§ **OBJECTIVE A**
In the copyright discussion, rewrite everything from "It's all PD" down to "16:42, 3 August 2009 (UTC)", putting "assume" in place of "presume".
§ **OBJECTIVE B**
Turn everything from the start of the entries down to and including the line containing "712], [1333, 709]]" into a JSON list of strings, one string per line, with blank lines and the pictures left out.

§ **SELECTED PASSAGE**
----------------------------------------

May I upload drawings by Eugène Stanislas Guillaume Duval (born 1845 France, died ????) that were published in a book by Eduard von Martens (1831–1904) in London in 1901? I do not know the death date. --Snek01 (talk) 00:57, 31 July 2009 (UTC)

Let's see... he would have to have died before 1939. It's definitely PD in the U.S., so no legal issue for us, but reusers in the U.K. may have a problem if the guy lived past 94 and someone's around to sue on his behalf... Are these engravings by any chance? Rocket000 (talk) 01:37, 31 July 2009 (UTC)
It's all PD in the US by {{PD-1923}}. As for the UK, I generally presume people live at most 90 years, so I'd call this one clear. Dcoetzee (talk) 01:42, 3 August 2009 (UTC)
Especially back then when the life expectancy was like half of what it is now. Rocket000 (talk) 16:42, 3 August 2009 (UTC)

Question on a print

I have uploaded File:Birth of the Irish Republic.jpg, which was painted by an artist who died in 1936, so (hopefully!) there's no copyright issues there. However there's also a print version which can be seen on page 17 here. Is the print sufficiently similar to also be PD, or is it sufficiently different to not be PD (details of when it was made are unknown)? Thanks. One Night In Hackney (talk) 12:43, 6 August 2009 (UTC)

Note: discussion on :en here: en:Wikipedia:Media copyright questions#Prints?. Powers (talk) 15:07, 6 August 2009 (UTC)
You'd have to compare with the original painting.... just turning it black and white would not, but if there were additional changes, then maybe. Engravings and mezzotints have been found copyrightable before (though they change the appearance somewhat). According to this PDF (page 4), the print was made by Thomas Kiersey in 1916, and he did claim copyright at the time. Carl Lindberg (talk) 15:20, 6 August 2009 (UTC)

File:Buttholesurfers.JPG

This image has no licenses but does have the text: An email containing details of the permission for this file has been sent in accordance with Commons:OTRS. Can anyone clarify whether such an email has been received and whether it is OK to use the image in a Wikipedia article? I am conducting a Good Article review for English Wikipedia for an article on the band Butthole Surfers and would appreciate any help in identifying the status of this image. Thanks. Jezhotwells (talk) 01:15, 3 August 2009 (UTC)

Any image that has received permission through OTRS should bear a template referencing a specific OTRS number, unless it is still in progress. If it has been a while, you should mail the OTRS e-mail address yourself to check on status, and if the image was not approved and the original uploader has vanished it can be deleted. Dcoetzee (talk) 01:40, 3 August 2009 (UTC)
Please don't e-mail OTRS asking about past tickets. Instead, in the future, please post at COM:ON. I'll check OTRS for an e-mail about that image. -Andrew c (talk) 20:50, 3 August 2009 (UTC)
I've searched, and couldn't find any tickets referencing that file name, the butthole surfers in general, nor Matt Broiler (except for the e-mail you sent 12 hours ago). Looks like OTRS was never sent. The speedy deletion template has been applied since July 22, so it is ready to be deleted. Also, I've closed the e-mail you sent OTRS as I've replied here. Remember COM:ON for the future! Hope this helps. I'd be glad to help further if there are other issues.-Andrew c (talk) 20:57, 3 August 2009 (UTC)

----------------------------------------

§ **MATERIAL FOR THE TASK**
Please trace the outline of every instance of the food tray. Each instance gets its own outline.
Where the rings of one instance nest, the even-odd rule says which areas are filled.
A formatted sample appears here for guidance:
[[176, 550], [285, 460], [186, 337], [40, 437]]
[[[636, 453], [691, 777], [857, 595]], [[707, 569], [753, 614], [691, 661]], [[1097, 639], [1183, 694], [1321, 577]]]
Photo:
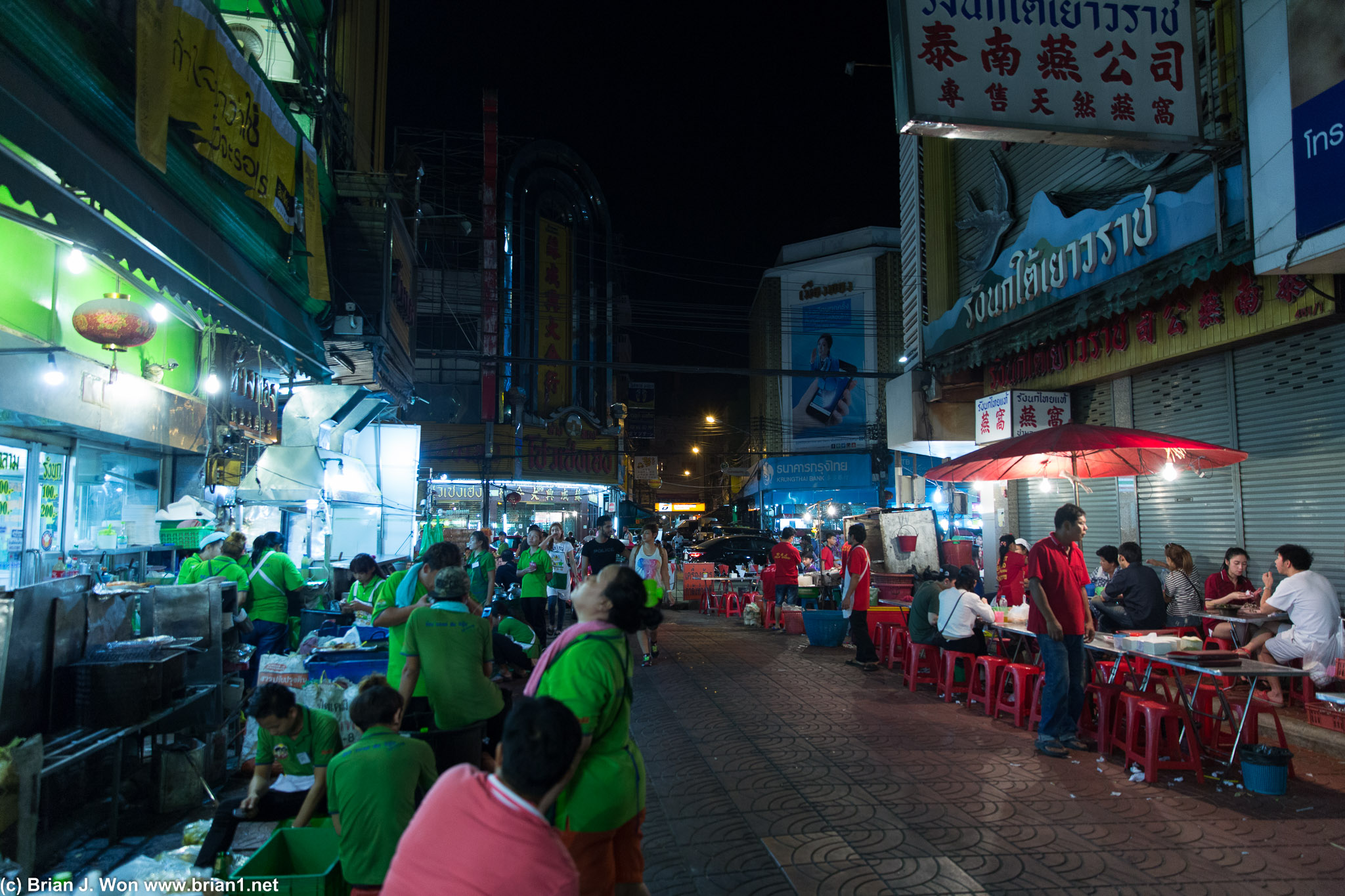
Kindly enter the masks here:
[[1330, 704], [1322, 701], [1303, 704], [1303, 709], [1307, 711], [1309, 724], [1345, 735], [1345, 712], [1333, 709]]

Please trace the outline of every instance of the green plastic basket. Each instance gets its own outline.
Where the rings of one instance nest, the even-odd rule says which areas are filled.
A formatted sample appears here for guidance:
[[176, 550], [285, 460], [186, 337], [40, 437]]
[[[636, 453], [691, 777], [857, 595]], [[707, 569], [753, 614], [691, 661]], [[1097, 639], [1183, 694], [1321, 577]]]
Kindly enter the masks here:
[[159, 544], [171, 544], [178, 548], [200, 549], [200, 540], [214, 532], [213, 528], [198, 525], [190, 529], [179, 529], [176, 523], [161, 523], [159, 525]]
[[265, 892], [282, 896], [350, 893], [350, 885], [340, 873], [340, 845], [330, 826], [277, 827], [270, 840], [230, 875], [230, 880], [274, 881]]

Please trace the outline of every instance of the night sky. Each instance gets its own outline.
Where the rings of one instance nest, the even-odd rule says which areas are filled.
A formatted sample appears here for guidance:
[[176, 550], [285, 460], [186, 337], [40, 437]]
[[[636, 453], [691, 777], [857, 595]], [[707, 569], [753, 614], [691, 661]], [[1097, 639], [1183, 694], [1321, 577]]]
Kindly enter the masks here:
[[[632, 360], [745, 367], [746, 309], [781, 244], [898, 223], [892, 73], [845, 74], [889, 62], [882, 0], [391, 15], [389, 152], [397, 125], [479, 129], [487, 86], [503, 134], [578, 152], [625, 243]], [[658, 379], [662, 412], [746, 391]]]

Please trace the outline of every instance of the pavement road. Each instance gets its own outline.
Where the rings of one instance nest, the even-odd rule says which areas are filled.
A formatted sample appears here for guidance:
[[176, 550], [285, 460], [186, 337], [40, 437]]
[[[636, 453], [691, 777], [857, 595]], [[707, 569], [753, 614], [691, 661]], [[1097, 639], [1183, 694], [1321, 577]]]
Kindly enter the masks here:
[[1340, 760], [1299, 751], [1284, 797], [1131, 783], [847, 649], [694, 613], [659, 643], [632, 719], [654, 896], [1345, 893]]

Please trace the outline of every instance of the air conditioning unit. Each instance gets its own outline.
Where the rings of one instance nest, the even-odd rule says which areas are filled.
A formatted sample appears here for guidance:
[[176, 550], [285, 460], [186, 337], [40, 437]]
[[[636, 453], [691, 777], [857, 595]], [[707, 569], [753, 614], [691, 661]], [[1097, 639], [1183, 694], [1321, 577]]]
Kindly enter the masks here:
[[297, 83], [295, 78], [295, 58], [289, 55], [285, 39], [276, 23], [266, 16], [249, 16], [229, 12], [223, 15], [225, 24], [234, 32], [234, 40], [243, 56], [256, 59], [262, 73], [273, 82]]

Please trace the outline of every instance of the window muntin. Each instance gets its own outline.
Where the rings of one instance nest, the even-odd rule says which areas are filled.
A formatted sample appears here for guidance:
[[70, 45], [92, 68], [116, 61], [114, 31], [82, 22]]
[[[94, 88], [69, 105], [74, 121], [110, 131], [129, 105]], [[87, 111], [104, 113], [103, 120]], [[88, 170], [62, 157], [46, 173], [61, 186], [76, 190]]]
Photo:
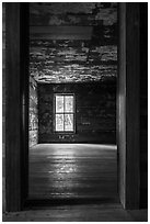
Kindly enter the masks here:
[[74, 132], [73, 94], [55, 94], [55, 132]]

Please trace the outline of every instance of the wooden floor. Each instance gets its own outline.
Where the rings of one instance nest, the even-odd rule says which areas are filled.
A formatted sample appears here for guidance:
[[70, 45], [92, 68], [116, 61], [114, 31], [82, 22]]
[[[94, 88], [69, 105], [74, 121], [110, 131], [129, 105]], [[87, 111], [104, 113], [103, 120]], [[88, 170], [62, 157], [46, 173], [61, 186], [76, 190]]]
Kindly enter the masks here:
[[31, 199], [117, 198], [116, 146], [39, 144], [30, 149]]
[[125, 211], [120, 204], [61, 205], [3, 213], [3, 222], [147, 222], [148, 211]]
[[[147, 222], [147, 210], [125, 211], [117, 197], [116, 146], [41, 144], [30, 150], [30, 197], [76, 204], [3, 213], [3, 222]], [[101, 199], [95, 201], [95, 199]], [[105, 200], [102, 200], [105, 199]], [[106, 200], [108, 199], [108, 200]], [[59, 200], [58, 200], [59, 201]], [[74, 202], [74, 201], [73, 201]]]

----------------------------------------

§ **FULL RESPONSE A**
It's all PD in the US by {{PD-1923}}. As for the UK, I generally assume people live at most 90 years, so I'd call this one clear. Dcoetzee (talk) 01:42, 3 August 2009 (UTC)
Especially back then when the life expectancy was like half of what it is now. Rocket000 (talk) 16:42, 3 August 2009 (UTC)

§ **FULL RESPONSE B**
[
  "Please trace the outline of every instance of the food tray. Each instance gets its own outline.",
  "Where the rings of one instance nest, the even-odd rule says which areas are filled.",
  "A formatted sample appears here for guidance:",
  "[[176, 550], [285, 460], [186, 337], [40, 437]]",
  "[[[636, 453], [691, 777], [857, 595]], [[707, 569], [753, 614], [691, 661]], [[1097, 639], [1183, 694], [1321, 577]]]",
  "Photo:",
  "Kindly enter the masks here:",
  "[[1330, 704], [1322, 701], [1303, 704], [1303, 709], [1307, 711], [1309, 724], [1345, 735], [1345, 712], [1333, 709]]"
]